## Activity
Scan the listing below. Return every line containing the string "outline".

## Data supplied
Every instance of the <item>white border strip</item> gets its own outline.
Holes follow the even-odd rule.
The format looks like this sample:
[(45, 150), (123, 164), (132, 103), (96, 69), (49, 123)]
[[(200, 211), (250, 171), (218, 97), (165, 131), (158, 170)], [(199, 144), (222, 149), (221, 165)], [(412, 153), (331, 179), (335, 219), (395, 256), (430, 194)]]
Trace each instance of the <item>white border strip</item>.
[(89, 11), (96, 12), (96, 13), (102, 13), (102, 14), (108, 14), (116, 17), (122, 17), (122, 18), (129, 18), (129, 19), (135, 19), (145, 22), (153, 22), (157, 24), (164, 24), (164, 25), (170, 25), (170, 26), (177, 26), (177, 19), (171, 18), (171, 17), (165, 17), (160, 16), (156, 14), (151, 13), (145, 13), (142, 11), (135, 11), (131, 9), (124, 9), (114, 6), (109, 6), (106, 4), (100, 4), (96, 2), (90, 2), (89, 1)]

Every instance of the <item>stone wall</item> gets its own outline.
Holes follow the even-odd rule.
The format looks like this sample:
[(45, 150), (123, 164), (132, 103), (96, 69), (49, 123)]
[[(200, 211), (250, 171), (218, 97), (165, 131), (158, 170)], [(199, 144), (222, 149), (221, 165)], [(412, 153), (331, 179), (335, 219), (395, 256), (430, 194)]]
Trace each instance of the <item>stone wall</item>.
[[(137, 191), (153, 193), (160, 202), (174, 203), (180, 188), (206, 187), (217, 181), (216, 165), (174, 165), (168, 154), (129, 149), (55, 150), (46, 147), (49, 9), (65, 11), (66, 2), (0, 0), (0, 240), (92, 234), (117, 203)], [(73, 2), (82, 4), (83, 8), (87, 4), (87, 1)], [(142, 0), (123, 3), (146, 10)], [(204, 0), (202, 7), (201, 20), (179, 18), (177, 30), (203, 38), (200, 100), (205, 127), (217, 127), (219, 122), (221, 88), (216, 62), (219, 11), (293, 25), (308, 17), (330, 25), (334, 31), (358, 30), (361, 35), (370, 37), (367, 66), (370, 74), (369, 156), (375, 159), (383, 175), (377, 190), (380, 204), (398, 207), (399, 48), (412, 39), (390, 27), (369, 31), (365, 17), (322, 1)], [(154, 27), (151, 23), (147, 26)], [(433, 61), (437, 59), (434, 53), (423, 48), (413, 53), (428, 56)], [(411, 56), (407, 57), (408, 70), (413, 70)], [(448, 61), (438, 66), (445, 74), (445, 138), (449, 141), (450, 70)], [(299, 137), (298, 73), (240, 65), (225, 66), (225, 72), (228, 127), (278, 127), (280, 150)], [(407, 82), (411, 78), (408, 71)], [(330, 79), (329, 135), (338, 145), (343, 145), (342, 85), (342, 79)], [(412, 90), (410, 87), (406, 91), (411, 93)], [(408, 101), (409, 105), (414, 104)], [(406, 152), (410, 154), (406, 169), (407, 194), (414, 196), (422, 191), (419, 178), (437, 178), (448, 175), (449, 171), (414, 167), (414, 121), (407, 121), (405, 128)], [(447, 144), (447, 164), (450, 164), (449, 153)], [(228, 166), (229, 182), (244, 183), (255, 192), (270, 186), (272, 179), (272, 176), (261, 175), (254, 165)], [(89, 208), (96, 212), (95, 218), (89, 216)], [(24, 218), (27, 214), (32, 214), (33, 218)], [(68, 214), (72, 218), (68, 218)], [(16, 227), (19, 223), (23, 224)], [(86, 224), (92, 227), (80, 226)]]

## Output for this exercise
Every instance of the <item>white border strip</item> gets its own outline.
Every instance of the <item>stone wall</item> gets its own outline.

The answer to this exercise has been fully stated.